### SOURCE PASSAGE

# Western Flyer, Repro or not?



## irene_crystal (Jul 24, 2011)

Hello, 
 Saw this and was slightly interested but know these are notorious for reproductions... I got him to send me the serial number which is 9086 9 499 0428. What do you think....  
http://phoenix.craigslist.org/nph/bik/2510461745.html


----------



## kunzog (Jul 24, 2011)

It's a re-creation of an old bike, not a reproduction of anything. It is a "new" bike just made to look vintage. I think they were produced around 1985 and were done in several models and colors. On the headbadge most say "circa 1950" That does not mean they were made in that year,  only made to represent that vintage.


----------



## irene_crystal (Jul 24, 2011)

I think I figured that out while trying to find an "original" one. I'm going to pass, he wants $350 for it which is way more than it is worth to me. Thanks for the reply back.



kunzog said:


> It's a re-creation of an old bike, not a reproduction of anything. It is a "new" bike just made to look vintage. I think they were produced around 1985 and were done in several models and colors. On the headbadge most say "circa 1950" That does not mean they were made in that year,  only made to represent that vintage.


----------



## panther boy (Jul 26, 2011)

*old bike*

are you looking for something needing restoration??


----------

######
### RECORDS

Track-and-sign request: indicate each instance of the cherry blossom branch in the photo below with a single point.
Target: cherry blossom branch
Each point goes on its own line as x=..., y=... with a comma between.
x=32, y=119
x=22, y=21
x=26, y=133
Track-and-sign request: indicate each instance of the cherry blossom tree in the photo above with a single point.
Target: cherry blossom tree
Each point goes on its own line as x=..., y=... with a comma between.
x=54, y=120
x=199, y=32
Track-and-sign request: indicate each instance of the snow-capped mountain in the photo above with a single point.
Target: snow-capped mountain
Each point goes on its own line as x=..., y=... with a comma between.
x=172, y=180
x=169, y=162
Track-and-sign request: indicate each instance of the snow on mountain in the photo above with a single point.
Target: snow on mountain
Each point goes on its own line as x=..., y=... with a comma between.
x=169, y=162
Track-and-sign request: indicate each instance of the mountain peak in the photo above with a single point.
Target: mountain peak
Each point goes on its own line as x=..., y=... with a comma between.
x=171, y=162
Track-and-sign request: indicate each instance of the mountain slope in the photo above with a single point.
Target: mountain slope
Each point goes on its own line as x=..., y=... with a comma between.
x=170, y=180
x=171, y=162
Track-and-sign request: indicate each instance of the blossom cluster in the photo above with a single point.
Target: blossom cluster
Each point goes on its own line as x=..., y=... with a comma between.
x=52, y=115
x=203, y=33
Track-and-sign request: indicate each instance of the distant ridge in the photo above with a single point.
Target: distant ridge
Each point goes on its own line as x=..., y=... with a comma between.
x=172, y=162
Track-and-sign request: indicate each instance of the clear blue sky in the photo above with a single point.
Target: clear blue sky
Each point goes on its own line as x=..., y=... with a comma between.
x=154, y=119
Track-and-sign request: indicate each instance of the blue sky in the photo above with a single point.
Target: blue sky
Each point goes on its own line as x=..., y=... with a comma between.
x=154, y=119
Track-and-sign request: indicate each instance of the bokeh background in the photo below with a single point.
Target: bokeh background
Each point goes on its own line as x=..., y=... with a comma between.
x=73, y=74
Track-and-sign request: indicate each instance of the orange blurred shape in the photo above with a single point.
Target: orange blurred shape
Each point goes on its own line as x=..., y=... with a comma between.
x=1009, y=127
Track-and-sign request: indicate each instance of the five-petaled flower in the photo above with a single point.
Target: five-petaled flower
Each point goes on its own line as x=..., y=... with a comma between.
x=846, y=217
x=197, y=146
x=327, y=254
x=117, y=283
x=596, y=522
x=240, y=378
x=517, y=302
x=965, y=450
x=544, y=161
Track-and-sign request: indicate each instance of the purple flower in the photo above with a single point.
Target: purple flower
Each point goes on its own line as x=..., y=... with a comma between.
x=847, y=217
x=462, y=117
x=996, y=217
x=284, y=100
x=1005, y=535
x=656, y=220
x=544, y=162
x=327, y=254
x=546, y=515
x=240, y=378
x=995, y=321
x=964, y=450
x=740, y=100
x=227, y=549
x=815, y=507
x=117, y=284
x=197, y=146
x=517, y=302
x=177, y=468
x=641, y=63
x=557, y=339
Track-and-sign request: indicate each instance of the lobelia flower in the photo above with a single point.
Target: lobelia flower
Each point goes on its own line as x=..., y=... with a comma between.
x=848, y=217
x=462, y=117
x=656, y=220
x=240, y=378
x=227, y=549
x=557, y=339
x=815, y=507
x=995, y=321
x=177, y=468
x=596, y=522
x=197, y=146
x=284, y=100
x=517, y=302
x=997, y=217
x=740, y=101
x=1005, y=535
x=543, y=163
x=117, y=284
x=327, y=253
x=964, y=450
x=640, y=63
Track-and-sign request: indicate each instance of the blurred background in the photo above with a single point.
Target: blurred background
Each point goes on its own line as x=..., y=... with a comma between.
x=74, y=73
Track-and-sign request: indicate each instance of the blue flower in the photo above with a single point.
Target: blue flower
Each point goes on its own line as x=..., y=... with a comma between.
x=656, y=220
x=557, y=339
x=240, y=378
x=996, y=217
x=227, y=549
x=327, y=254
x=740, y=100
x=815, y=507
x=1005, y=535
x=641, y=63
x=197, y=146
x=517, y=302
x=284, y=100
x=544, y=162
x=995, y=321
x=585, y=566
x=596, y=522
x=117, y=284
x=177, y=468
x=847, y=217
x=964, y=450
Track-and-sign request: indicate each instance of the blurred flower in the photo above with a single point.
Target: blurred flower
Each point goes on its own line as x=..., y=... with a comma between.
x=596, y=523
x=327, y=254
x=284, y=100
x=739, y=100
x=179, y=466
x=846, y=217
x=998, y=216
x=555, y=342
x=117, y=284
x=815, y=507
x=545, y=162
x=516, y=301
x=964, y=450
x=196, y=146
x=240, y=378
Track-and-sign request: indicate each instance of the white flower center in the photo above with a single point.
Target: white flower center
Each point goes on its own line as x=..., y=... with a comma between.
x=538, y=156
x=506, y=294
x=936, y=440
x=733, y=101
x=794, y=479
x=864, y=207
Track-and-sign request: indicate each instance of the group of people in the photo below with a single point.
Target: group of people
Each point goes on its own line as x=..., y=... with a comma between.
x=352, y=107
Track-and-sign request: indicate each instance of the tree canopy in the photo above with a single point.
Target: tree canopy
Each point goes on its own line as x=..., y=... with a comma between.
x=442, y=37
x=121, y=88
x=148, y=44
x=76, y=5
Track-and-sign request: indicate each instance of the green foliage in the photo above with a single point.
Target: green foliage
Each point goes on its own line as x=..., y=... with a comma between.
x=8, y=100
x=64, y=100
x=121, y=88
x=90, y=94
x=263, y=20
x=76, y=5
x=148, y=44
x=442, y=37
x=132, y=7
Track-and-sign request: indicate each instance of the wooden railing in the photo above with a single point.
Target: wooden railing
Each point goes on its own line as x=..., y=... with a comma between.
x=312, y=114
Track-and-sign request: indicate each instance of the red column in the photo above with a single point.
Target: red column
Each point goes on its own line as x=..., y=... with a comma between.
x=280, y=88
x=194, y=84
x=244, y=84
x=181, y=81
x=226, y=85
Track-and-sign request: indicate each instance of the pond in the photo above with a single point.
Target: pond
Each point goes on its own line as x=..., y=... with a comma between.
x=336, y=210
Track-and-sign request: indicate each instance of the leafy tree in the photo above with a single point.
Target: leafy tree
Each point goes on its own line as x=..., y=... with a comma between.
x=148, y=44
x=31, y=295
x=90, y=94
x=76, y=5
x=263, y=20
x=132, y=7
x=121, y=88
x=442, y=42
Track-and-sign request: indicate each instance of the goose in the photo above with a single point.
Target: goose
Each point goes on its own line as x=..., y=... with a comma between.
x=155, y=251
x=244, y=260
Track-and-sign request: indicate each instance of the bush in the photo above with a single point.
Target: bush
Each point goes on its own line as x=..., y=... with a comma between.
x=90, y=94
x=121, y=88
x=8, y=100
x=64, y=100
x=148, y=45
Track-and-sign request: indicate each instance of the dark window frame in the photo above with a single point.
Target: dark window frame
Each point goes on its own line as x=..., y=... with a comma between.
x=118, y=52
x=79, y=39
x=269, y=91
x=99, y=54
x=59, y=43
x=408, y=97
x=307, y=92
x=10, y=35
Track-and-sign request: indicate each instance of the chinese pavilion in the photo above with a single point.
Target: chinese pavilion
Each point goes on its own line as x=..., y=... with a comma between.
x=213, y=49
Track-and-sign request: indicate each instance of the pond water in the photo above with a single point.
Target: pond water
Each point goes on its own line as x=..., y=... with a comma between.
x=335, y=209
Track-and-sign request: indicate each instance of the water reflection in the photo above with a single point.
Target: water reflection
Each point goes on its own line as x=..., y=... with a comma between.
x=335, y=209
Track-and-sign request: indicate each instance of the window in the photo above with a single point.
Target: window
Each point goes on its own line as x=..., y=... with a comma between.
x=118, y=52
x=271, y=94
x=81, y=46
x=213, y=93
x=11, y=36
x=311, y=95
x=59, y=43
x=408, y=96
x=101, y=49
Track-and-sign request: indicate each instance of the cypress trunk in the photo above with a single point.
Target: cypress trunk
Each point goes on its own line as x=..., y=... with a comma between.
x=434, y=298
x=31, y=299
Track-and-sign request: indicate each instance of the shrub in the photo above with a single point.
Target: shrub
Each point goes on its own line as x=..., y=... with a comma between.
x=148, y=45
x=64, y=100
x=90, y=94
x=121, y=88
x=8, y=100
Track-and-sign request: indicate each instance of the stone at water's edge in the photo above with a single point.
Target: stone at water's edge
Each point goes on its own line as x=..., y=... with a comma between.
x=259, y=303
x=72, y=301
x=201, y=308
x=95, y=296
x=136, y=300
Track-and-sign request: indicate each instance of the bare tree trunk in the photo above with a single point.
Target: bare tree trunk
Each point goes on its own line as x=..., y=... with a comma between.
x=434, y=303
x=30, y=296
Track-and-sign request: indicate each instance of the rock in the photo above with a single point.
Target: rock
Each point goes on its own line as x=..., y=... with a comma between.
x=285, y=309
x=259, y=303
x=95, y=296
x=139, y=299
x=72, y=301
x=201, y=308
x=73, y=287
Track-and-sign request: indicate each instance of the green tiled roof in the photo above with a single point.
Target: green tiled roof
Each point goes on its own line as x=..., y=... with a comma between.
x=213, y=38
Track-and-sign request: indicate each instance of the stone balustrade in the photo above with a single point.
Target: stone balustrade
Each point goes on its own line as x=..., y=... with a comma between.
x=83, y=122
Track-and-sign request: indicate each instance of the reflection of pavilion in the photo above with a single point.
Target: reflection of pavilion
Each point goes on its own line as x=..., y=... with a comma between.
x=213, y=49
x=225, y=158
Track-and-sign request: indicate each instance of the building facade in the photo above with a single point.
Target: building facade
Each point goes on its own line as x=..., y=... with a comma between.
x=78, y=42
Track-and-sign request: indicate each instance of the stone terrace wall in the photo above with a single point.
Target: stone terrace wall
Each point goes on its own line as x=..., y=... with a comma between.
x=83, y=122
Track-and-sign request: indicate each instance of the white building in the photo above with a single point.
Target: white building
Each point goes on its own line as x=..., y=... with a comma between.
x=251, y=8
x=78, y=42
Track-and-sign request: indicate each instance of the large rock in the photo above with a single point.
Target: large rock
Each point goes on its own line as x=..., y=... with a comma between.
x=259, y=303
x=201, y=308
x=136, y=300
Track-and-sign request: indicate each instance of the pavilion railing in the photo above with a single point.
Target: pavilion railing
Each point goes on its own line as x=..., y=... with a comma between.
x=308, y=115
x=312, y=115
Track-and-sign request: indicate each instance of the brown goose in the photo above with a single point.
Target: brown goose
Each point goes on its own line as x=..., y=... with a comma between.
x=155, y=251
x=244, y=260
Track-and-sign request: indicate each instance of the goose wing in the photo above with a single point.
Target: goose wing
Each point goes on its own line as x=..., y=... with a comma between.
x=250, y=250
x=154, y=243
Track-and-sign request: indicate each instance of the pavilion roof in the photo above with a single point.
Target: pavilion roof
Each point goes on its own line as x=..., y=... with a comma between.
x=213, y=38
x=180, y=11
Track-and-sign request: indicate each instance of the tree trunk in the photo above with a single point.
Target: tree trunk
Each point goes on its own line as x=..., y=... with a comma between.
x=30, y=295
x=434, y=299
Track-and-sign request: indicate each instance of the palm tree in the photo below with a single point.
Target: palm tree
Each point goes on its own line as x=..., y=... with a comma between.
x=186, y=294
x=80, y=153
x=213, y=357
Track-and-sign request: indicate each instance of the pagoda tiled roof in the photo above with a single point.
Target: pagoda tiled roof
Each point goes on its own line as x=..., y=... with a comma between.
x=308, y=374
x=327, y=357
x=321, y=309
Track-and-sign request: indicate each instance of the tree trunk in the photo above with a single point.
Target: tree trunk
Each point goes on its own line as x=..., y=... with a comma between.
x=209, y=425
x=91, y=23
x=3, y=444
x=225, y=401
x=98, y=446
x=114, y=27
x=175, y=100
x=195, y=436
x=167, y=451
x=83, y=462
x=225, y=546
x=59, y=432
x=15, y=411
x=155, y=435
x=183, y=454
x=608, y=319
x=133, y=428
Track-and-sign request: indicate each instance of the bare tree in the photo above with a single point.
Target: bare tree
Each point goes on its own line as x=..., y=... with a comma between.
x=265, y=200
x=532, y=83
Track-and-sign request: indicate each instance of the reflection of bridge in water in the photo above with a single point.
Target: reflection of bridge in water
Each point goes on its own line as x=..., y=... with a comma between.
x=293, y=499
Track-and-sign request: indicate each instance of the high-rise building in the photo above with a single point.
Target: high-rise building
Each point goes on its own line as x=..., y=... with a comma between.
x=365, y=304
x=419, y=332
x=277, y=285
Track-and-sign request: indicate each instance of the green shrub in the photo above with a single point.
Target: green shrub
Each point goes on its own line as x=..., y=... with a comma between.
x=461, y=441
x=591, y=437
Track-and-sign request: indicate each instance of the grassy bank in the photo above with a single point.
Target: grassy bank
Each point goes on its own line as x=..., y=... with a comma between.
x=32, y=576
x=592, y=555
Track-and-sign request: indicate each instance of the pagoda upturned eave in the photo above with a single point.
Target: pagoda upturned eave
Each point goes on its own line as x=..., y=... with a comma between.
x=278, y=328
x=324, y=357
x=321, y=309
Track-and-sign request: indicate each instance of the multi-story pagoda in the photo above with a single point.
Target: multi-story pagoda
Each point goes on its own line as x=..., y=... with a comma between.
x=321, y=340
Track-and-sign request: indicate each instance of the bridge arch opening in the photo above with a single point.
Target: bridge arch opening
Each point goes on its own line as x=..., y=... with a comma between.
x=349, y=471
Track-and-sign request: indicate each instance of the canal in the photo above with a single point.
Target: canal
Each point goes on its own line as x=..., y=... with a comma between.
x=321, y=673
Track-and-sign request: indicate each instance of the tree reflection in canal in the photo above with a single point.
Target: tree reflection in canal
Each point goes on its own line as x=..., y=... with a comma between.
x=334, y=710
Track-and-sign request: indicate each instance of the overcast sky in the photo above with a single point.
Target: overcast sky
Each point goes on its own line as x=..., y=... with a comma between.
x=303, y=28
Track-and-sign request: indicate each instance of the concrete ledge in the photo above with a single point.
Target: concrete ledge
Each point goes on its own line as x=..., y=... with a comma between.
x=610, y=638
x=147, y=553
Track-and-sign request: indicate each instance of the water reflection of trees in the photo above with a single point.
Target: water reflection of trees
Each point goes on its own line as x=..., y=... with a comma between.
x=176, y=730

######

> **SET PROBLEM**: Return the stretch of the Western Flyer thread from "# Western Flyer, Repro" through "do you think....", copied word for word.

> **WRITTEN RESPONSE**:
# Western Flyer, Repro or not?



## irene_crystal (Jul 24, 2011)

Hello, 
 Saw this and was slightly interested but know these are notorious for reproductions... I got him to send me the serial number which is 9086 9 499 0428. What do you think....